ENTRIES SUPPLIED: Begin

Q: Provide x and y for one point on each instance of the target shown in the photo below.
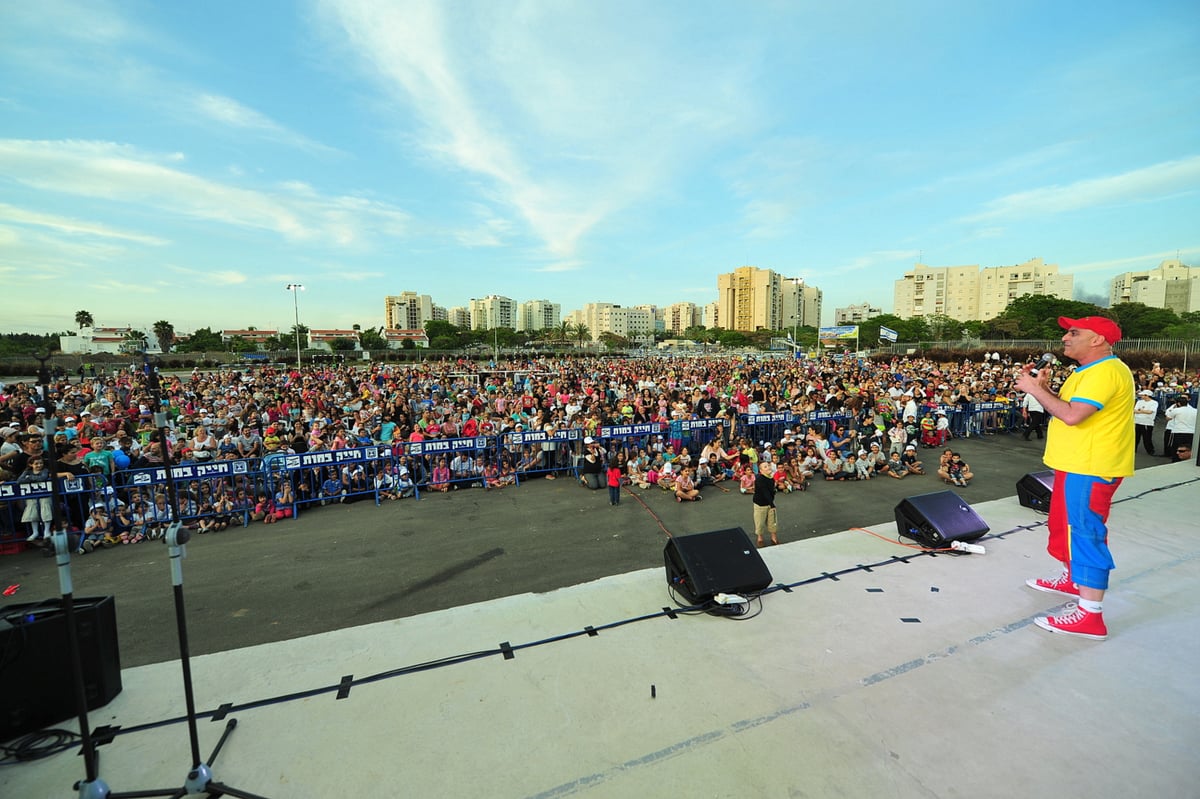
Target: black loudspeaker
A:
(935, 520)
(35, 662)
(1035, 488)
(721, 562)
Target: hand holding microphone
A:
(1047, 360)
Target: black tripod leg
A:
(216, 750)
(221, 790)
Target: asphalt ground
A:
(346, 565)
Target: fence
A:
(1177, 346)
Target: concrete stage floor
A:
(916, 678)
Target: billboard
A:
(833, 336)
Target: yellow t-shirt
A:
(1103, 444)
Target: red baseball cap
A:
(1101, 325)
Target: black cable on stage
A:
(507, 650)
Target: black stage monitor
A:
(1035, 488)
(935, 520)
(36, 668)
(721, 562)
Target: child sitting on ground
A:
(864, 467)
(745, 479)
(910, 460)
(897, 467)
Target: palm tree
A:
(135, 342)
(563, 331)
(165, 332)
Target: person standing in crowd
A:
(1035, 416)
(1145, 410)
(1183, 425)
(1091, 449)
(765, 517)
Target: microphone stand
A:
(199, 779)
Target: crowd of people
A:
(876, 419)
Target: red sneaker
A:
(1060, 584)
(1075, 622)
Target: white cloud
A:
(76, 227)
(229, 113)
(565, 115)
(214, 276)
(561, 266)
(111, 172)
(1147, 184)
(1133, 263)
(897, 259)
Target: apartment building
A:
(1171, 284)
(407, 311)
(681, 316)
(750, 299)
(538, 314)
(853, 314)
(801, 304)
(492, 311)
(966, 293)
(606, 317)
(999, 286)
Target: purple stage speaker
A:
(935, 520)
(1035, 488)
(721, 562)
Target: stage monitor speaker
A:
(939, 518)
(1035, 488)
(721, 562)
(35, 666)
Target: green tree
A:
(135, 342)
(202, 340)
(563, 331)
(1139, 320)
(165, 332)
(731, 337)
(943, 328)
(612, 341)
(1037, 314)
(450, 336)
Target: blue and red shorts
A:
(1079, 533)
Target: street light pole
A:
(295, 288)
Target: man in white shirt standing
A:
(1035, 416)
(1183, 426)
(1145, 410)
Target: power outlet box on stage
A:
(721, 562)
(935, 520)
(35, 664)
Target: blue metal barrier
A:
(540, 452)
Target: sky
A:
(186, 161)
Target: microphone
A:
(963, 546)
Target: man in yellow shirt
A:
(1091, 449)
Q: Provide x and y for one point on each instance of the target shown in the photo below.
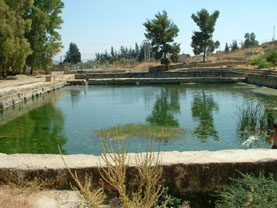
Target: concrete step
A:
(175, 80)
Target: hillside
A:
(241, 55)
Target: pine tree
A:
(227, 49)
(161, 31)
(73, 54)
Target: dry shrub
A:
(146, 191)
(94, 197)
(13, 198)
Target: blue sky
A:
(96, 25)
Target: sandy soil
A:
(18, 197)
(19, 80)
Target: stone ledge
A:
(193, 172)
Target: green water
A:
(181, 117)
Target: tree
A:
(234, 45)
(44, 39)
(250, 40)
(227, 49)
(73, 54)
(271, 57)
(161, 31)
(176, 50)
(14, 47)
(202, 41)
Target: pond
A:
(177, 117)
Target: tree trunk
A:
(204, 56)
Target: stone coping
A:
(48, 161)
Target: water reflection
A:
(39, 131)
(74, 95)
(202, 109)
(165, 108)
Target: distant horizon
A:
(106, 24)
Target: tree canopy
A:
(234, 45)
(250, 40)
(161, 32)
(73, 54)
(202, 41)
(227, 49)
(44, 39)
(28, 34)
(14, 47)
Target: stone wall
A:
(184, 172)
(19, 94)
(262, 80)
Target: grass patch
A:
(140, 130)
(256, 119)
(249, 191)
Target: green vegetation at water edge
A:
(249, 191)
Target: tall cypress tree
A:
(202, 41)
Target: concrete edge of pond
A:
(193, 172)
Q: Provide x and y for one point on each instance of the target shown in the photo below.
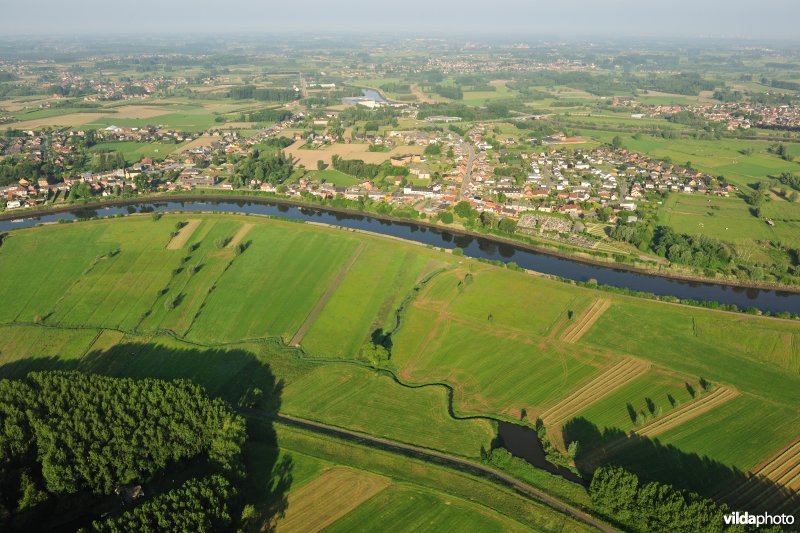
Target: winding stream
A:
(775, 301)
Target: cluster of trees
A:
(13, 169)
(694, 250)
(278, 142)
(653, 506)
(452, 92)
(246, 92)
(265, 167)
(198, 505)
(787, 178)
(68, 433)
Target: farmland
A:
(212, 297)
(134, 151)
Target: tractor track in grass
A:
(601, 386)
(332, 286)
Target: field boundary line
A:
(577, 329)
(183, 236)
(607, 382)
(240, 235)
(782, 468)
(317, 514)
(332, 286)
(464, 465)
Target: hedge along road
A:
(463, 464)
(474, 245)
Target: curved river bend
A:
(743, 297)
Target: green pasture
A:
(339, 179)
(135, 151)
(364, 401)
(721, 157)
(729, 219)
(200, 120)
(111, 296)
(612, 411)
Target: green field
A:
(339, 179)
(196, 122)
(120, 296)
(473, 503)
(135, 151)
(717, 157)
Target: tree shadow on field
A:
(651, 460)
(235, 375)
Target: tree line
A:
(74, 437)
(653, 506)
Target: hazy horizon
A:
(724, 19)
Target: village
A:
(560, 190)
(733, 115)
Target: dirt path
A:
(688, 411)
(334, 284)
(183, 236)
(603, 385)
(241, 234)
(322, 501)
(574, 332)
(421, 96)
(767, 482)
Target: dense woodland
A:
(68, 441)
(653, 506)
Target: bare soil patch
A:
(241, 234)
(603, 385)
(688, 411)
(574, 332)
(329, 497)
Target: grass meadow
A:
(113, 296)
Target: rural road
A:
(467, 172)
(378, 442)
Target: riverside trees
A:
(69, 434)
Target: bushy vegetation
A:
(266, 115)
(245, 92)
(264, 167)
(68, 433)
(620, 495)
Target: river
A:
(482, 247)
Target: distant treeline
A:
(653, 506)
(265, 115)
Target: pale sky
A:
(745, 19)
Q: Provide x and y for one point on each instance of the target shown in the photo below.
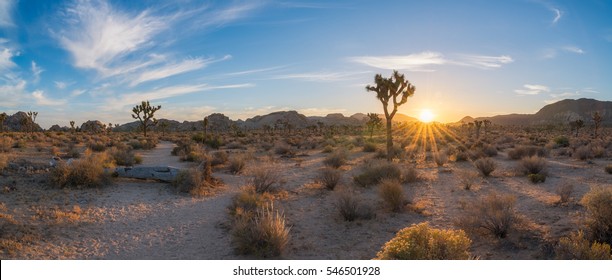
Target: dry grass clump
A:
(352, 208)
(421, 242)
(264, 235)
(86, 172)
(577, 247)
(494, 214)
(265, 178)
(237, 164)
(392, 193)
(336, 159)
(467, 178)
(373, 172)
(485, 165)
(526, 151)
(598, 203)
(329, 177)
(565, 191)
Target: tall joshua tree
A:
(395, 89)
(597, 120)
(3, 117)
(374, 122)
(145, 114)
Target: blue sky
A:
(86, 60)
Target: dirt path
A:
(151, 221)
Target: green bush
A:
(598, 203)
(421, 242)
(577, 247)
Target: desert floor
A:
(140, 219)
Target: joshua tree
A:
(390, 89)
(31, 120)
(597, 120)
(374, 122)
(3, 117)
(478, 125)
(147, 118)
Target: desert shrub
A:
(533, 165)
(263, 235)
(583, 153)
(246, 202)
(489, 150)
(577, 247)
(352, 208)
(336, 159)
(467, 178)
(195, 182)
(329, 177)
(236, 164)
(562, 141)
(87, 172)
(218, 158)
(265, 178)
(6, 144)
(526, 151)
(410, 175)
(537, 178)
(598, 203)
(421, 242)
(440, 158)
(392, 193)
(369, 147)
(565, 191)
(494, 214)
(373, 172)
(485, 165)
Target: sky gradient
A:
(95, 60)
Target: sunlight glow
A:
(426, 116)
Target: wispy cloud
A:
(424, 61)
(41, 99)
(36, 71)
(320, 76)
(532, 89)
(412, 62)
(174, 69)
(6, 7)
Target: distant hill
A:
(556, 113)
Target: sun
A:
(426, 116)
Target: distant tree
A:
(478, 125)
(597, 120)
(374, 122)
(3, 117)
(389, 90)
(145, 114)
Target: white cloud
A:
(573, 49)
(36, 71)
(532, 89)
(101, 36)
(6, 7)
(425, 60)
(41, 99)
(411, 62)
(319, 76)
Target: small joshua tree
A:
(390, 90)
(3, 117)
(145, 114)
(374, 122)
(597, 120)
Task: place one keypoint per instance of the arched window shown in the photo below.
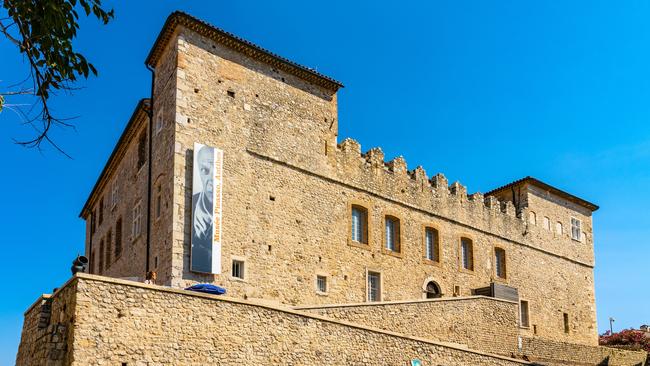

ENTRIES SUPPLIED: End

• WORK ITEM: Please set down every line of the listing verbatim, excluding its pictures.

• WRITTEN RESPONSE:
Q: Provide x and y for one point on each instance of the target shown in the photo below.
Target: black loudspeaker
A:
(935, 520)
(35, 662)
(1035, 488)
(721, 562)
Target: hand holding microphone
A:
(1047, 360)
Target: black tripod leg
A:
(216, 750)
(221, 790)
Target: asphalt ground
A:
(346, 565)
Target: fence
A:
(1177, 346)
Target: concrete stage floor
A:
(916, 678)
Target: billboard
A:
(833, 336)
Target: yellow t-shirt
A:
(1103, 444)
Target: red baseball cap
A:
(1101, 325)
Target: black cable on stage
A:
(507, 650)
Target: black stage monitor
A:
(1035, 488)
(935, 520)
(36, 668)
(721, 562)
Target: child sitting on ground
A:
(864, 467)
(745, 479)
(910, 460)
(897, 467)
Target: palm tree
A:
(135, 342)
(563, 331)
(165, 332)
Target: person standing in crowd
A:
(1035, 416)
(1145, 410)
(1183, 425)
(1091, 449)
(765, 517)
Target: microphone stand
A:
(199, 779)
Target: crowd of people
A:
(876, 419)
Target: red sneaker
A:
(1060, 584)
(1075, 622)
Target: white cloud
A:
(76, 227)
(229, 113)
(565, 115)
(214, 276)
(561, 266)
(111, 172)
(1147, 184)
(1133, 263)
(897, 259)
Target: apartment building
A:
(1171, 284)
(407, 311)
(681, 316)
(750, 299)
(538, 314)
(853, 314)
(801, 304)
(492, 311)
(966, 293)
(606, 317)
(999, 286)
Target: purple stage speaker
A:
(935, 520)
(1035, 488)
(721, 562)
Target: stage monitor speaker
A:
(939, 518)
(1035, 488)
(721, 562)
(35, 666)
Target: green tree
A:
(135, 342)
(202, 340)
(563, 331)
(1139, 320)
(165, 332)
(731, 337)
(943, 328)
(612, 341)
(1037, 314)
(450, 336)
Target: blue and red shorts
A:
(1079, 533)
Target: street light pole
A:
(295, 288)
Target: man in white shirt standing
A:
(1035, 416)
(1183, 426)
(1145, 410)
Target: power outlet box on stage
A:
(721, 562)
(935, 520)
(35, 664)
Target: blue metal barrier
A:
(540, 452)
Target: sky
A:
(186, 161)
Target: microphone
A:
(963, 546)
Target: man in yellow shirt
A:
(1091, 449)
Q: Provide x and y for one point on each instance of the target shown in the photo below.
Target: concrete step
A:
(175, 80)
Target: hillside
A:
(241, 55)
Target: pine tree
A:
(227, 49)
(161, 31)
(73, 54)
Target: dry shrub
A:
(146, 191)
(94, 197)
(13, 198)
Target: blue sky
A:
(96, 25)
Target: sandy soil
A:
(18, 197)
(19, 80)
Target: stone ledge
A:
(193, 172)
Target: green water
A:
(181, 117)
Target: tree
A:
(234, 45)
(44, 39)
(250, 40)
(227, 49)
(73, 54)
(271, 57)
(161, 31)
(176, 50)
(14, 47)
(202, 41)
Target: pond
A:
(177, 117)
Target: tree trunk
A:
(204, 56)
Target: stone coping
A:
(48, 161)
Target: water reflection
A:
(39, 131)
(74, 95)
(202, 109)
(165, 108)
Target: distant horizon
A:
(106, 24)
Target: tree canopy
A:
(234, 45)
(250, 40)
(161, 32)
(73, 54)
(202, 41)
(227, 49)
(44, 39)
(28, 34)
(14, 47)
Target: stone wall
A:
(184, 172)
(19, 94)
(262, 80)
Target: grass patch
A:
(140, 130)
(256, 119)
(249, 191)
Target: green vegetation at water edge
A:
(249, 191)
Target: tall cypress tree
A:
(202, 41)
Target: concrete edge of pond
A:
(193, 172)
Q: Provide x and y for one point on each instance of the target shown in the photo below.
Target: winding stream
A:
(775, 301)
Target: cluster of trees
A:
(13, 169)
(694, 250)
(278, 142)
(653, 506)
(452, 92)
(246, 92)
(265, 167)
(198, 505)
(787, 178)
(68, 433)
Target: farmland
A:
(212, 297)
(134, 151)
Target: tractor track in grass
A:
(601, 386)
(332, 286)
Target: field boundary line
A:
(577, 329)
(183, 236)
(607, 382)
(240, 235)
(782, 468)
(317, 514)
(332, 286)
(464, 465)
Target: hedge along road
A:
(463, 464)
(474, 245)
Target: curved river bend
A:
(743, 297)
Target: green pasture
A:
(339, 179)
(135, 151)
(364, 401)
(721, 157)
(729, 219)
(200, 120)
(111, 296)
(612, 411)
Target: green field
A:
(339, 179)
(196, 122)
(120, 296)
(473, 503)
(135, 151)
(717, 157)
Target: tree shadow on field
A:
(651, 460)
(235, 375)
Target: tree line
A:
(74, 437)
(653, 506)
Target: hazy horizon
A:
(724, 19)
Target: village
A:
(560, 190)
(733, 115)
Target: dirt path
A:
(688, 411)
(334, 284)
(183, 236)
(603, 385)
(241, 234)
(322, 501)
(574, 332)
(421, 96)
(767, 482)
Target: dense woodland
A:
(68, 441)
(653, 506)
Target: bare soil patch
A:
(241, 234)
(603, 385)
(688, 411)
(574, 332)
(329, 497)
Target: grass meadow
A:
(113, 296)
Target: rural road
A:
(467, 172)
(378, 442)
Target: riverside trees
A:
(69, 434)
Target: bushy vegetation
A:
(266, 115)
(245, 92)
(264, 167)
(68, 433)
(620, 495)
Target: river
A:
(482, 247)
Target: distant treeline
A:
(653, 506)
(265, 115)
Target: pale sky
A:
(745, 19)
Q: Provide x and y for one point on each instance of the target shown in the photo below.
Target: dry grass clump
A:
(352, 208)
(421, 242)
(264, 235)
(86, 172)
(577, 247)
(494, 214)
(265, 178)
(237, 164)
(392, 193)
(336, 159)
(467, 178)
(373, 172)
(485, 165)
(526, 151)
(598, 203)
(329, 177)
(565, 191)
Target: tall joshua tree
A:
(395, 89)
(597, 120)
(3, 117)
(374, 122)
(145, 114)
Target: blue sky
A:
(86, 60)
Target: dirt path
A:
(151, 221)
Target: green bush
A:
(598, 203)
(421, 242)
(577, 247)
Target: desert floor
A:
(140, 219)
Target: joshua tree
A:
(390, 89)
(31, 120)
(597, 120)
(374, 122)
(3, 117)
(478, 125)
(147, 118)
Target: desert shrub
A:
(533, 165)
(263, 235)
(583, 153)
(246, 202)
(489, 150)
(577, 247)
(352, 208)
(336, 159)
(467, 178)
(195, 182)
(329, 177)
(236, 164)
(562, 141)
(87, 172)
(218, 158)
(265, 178)
(6, 144)
(526, 151)
(410, 175)
(537, 178)
(598, 203)
(421, 242)
(440, 158)
(392, 193)
(369, 147)
(565, 191)
(494, 214)
(373, 172)
(485, 165)
Target: sky gradient
A:
(95, 60)
Target: sunlight glow
A:
(426, 116)
Target: wispy cloud
A:
(424, 61)
(41, 99)
(36, 71)
(320, 76)
(532, 89)
(412, 62)
(174, 69)
(6, 7)
Target: distant hill
A:
(556, 113)
Target: sun
A:
(426, 116)
Target: distant tree
A:
(478, 125)
(597, 120)
(374, 122)
(3, 117)
(389, 90)
(145, 114)
Target: white cloud
A:
(573, 49)
(36, 71)
(532, 89)
(101, 36)
(6, 7)
(425, 60)
(41, 99)
(411, 62)
(319, 76)
Target: small joshua tree
A:
(390, 90)
(3, 117)
(145, 114)
(374, 122)
(597, 120)
Task: place one keypoint per instance of the arched window shown in the photo below.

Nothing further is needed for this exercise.